This problem is paramount in strategically located towns. Tarmiyah is generally referred to as part of “northern Baghdad,’’ but it is officially in the southern part of Salah al-Din province. Tarmiyah sits at a strategic point between two main roads running north from the capital: one road leads to Kirkuk and the other to Tikrit. Sect-based sensitivities are strong in this area for historical reasons. Rumors of plans to displace local Sunni inhabitants using the pretext of “ensuring security for the capital” have cropped up periodically in recent years, with some claiming that one tactic is to cut down palm groves to take away inhabitants’ livelihoods.

Many local Sunni communities are wary of Shiite-led PMF from the south. Others requested help from them after their land was taken by ISIS in 2014, when assistance was not available elsewhere and requests for help from foreign countries were ignored, such as in some areas of Salah al-Din province.
= = = = = = =
> _Exercise goal_: According to the passage on Tarmiyah, which two cities do the main roads running north from the capital past Tarmiyah lead to?

> _Supplied material_:
= = = = = = =
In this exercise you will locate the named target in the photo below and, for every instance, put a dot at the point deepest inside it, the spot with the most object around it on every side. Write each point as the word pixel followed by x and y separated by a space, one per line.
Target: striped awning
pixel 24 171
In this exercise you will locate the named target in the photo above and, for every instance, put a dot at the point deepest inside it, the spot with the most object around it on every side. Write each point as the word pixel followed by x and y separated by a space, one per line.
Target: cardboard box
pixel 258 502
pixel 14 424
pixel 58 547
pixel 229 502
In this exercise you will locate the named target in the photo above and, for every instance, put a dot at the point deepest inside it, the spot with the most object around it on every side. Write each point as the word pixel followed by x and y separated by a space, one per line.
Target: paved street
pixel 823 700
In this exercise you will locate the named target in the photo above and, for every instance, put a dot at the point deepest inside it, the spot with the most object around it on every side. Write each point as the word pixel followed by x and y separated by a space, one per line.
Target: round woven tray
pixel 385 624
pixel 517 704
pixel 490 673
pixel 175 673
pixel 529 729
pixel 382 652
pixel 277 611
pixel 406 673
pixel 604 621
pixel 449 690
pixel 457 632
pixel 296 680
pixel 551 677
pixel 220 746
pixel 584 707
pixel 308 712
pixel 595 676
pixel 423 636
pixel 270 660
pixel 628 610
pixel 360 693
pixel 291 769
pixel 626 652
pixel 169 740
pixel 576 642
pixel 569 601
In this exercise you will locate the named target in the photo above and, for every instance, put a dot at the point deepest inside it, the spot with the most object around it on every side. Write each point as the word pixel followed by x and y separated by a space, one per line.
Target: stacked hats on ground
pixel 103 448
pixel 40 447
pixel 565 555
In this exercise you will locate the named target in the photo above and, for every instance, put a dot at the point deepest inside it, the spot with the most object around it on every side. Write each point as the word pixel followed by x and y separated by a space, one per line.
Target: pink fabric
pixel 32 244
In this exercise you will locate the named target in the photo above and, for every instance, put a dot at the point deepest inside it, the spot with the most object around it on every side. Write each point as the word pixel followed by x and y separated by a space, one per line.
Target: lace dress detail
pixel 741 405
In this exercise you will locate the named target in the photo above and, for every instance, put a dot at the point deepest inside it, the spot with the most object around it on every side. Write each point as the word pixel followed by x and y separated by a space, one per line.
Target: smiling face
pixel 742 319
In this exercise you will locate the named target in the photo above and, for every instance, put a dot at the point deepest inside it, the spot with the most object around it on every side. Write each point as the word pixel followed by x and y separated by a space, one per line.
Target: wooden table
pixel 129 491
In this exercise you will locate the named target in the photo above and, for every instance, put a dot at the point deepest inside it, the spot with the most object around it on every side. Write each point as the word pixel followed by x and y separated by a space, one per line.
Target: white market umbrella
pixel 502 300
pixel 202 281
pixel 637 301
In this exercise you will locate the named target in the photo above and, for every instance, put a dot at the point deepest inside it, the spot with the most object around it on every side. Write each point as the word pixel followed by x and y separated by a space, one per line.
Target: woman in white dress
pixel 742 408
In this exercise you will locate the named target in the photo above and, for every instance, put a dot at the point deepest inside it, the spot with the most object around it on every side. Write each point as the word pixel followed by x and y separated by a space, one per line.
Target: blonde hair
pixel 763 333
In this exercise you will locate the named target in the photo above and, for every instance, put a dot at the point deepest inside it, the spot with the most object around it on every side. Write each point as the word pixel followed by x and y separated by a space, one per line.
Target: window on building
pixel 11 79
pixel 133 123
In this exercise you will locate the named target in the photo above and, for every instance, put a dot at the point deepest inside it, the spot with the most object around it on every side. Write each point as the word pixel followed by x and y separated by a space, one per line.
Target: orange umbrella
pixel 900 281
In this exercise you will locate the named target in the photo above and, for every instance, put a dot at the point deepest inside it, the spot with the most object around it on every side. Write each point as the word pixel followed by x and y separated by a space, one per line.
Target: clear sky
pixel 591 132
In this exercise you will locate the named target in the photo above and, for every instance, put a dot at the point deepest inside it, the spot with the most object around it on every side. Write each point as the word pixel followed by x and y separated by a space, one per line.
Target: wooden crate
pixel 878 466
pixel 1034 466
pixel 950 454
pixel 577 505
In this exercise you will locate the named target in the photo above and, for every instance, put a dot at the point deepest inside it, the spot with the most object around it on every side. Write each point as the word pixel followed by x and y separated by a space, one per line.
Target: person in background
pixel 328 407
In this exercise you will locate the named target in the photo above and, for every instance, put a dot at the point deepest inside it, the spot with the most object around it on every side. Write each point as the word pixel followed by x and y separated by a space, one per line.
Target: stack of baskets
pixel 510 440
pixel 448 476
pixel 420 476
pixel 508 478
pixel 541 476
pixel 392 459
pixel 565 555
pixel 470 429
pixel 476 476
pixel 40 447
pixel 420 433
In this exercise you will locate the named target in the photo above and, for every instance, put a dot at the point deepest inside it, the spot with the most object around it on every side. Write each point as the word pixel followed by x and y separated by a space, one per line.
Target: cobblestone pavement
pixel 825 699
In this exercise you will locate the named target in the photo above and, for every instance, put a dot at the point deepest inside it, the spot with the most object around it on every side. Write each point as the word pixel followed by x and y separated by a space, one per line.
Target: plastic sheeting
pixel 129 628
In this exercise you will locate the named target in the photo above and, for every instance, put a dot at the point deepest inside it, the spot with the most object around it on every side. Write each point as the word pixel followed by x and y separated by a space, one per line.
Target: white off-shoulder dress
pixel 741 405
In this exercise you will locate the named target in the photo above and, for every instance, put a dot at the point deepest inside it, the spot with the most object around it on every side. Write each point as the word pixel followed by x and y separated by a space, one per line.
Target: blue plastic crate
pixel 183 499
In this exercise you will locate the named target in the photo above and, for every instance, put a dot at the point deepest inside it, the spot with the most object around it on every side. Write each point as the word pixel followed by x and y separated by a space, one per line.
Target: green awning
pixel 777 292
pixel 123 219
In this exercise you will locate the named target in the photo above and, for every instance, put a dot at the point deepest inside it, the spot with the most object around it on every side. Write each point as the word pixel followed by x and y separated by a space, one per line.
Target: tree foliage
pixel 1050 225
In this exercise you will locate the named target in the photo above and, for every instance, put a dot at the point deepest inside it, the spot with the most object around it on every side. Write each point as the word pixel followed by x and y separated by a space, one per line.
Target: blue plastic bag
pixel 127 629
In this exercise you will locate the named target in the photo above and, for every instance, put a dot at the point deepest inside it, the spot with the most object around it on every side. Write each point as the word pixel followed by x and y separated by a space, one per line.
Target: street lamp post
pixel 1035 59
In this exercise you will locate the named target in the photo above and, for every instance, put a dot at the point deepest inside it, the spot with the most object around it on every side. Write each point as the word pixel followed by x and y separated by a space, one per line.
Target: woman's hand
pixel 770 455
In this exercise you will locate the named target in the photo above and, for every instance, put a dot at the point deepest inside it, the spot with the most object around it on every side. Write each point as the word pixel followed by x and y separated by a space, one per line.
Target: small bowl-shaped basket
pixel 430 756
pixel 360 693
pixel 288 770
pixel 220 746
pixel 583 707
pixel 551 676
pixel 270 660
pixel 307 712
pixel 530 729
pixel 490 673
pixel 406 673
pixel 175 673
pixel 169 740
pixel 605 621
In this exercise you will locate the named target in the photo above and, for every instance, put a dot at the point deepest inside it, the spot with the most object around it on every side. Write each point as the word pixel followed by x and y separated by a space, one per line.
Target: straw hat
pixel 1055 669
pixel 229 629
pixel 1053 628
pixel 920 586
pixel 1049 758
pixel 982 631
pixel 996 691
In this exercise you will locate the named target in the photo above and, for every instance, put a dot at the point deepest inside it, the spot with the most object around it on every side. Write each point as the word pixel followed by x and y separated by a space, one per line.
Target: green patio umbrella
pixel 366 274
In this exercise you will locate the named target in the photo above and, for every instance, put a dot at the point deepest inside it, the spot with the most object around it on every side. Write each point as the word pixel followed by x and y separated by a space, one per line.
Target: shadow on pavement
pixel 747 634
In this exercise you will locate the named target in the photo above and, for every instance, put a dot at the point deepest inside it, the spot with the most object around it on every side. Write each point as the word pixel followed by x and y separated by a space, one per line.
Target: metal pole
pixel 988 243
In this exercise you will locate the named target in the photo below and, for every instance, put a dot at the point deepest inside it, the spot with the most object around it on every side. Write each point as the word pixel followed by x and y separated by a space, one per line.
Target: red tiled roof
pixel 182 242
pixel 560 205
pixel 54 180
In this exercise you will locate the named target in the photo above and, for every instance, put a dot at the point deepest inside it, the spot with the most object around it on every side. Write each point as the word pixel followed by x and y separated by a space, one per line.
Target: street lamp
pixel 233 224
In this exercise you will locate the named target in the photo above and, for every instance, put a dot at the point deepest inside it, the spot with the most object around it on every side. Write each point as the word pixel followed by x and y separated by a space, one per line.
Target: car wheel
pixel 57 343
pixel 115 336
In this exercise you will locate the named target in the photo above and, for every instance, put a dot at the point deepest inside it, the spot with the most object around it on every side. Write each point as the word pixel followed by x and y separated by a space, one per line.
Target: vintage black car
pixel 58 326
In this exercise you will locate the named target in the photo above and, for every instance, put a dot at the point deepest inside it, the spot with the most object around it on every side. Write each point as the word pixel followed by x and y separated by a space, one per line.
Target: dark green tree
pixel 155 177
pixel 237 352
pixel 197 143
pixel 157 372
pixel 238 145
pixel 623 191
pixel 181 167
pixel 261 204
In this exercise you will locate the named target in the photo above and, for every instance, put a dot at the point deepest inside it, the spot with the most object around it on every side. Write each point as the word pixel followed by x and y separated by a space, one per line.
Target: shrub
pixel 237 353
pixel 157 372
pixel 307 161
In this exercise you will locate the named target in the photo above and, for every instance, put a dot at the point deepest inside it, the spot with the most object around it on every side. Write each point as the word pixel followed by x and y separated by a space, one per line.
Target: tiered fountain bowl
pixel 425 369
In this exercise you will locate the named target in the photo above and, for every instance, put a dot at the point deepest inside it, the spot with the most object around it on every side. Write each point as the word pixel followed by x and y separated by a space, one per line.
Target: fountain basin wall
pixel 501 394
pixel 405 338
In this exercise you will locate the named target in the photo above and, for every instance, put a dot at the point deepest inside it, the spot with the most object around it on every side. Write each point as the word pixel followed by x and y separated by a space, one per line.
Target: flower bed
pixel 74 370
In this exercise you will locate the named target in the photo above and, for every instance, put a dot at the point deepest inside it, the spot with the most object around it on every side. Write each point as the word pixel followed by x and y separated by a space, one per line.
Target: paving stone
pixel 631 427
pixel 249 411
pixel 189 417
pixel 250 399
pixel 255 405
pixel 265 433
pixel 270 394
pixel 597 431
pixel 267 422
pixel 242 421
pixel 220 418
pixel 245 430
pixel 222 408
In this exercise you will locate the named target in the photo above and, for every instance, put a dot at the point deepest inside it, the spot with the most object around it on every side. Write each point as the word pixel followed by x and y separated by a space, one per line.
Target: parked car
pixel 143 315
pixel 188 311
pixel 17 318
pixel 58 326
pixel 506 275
= = = = = = =
> _Response for this exercise_: Kirkuk and Tikrit.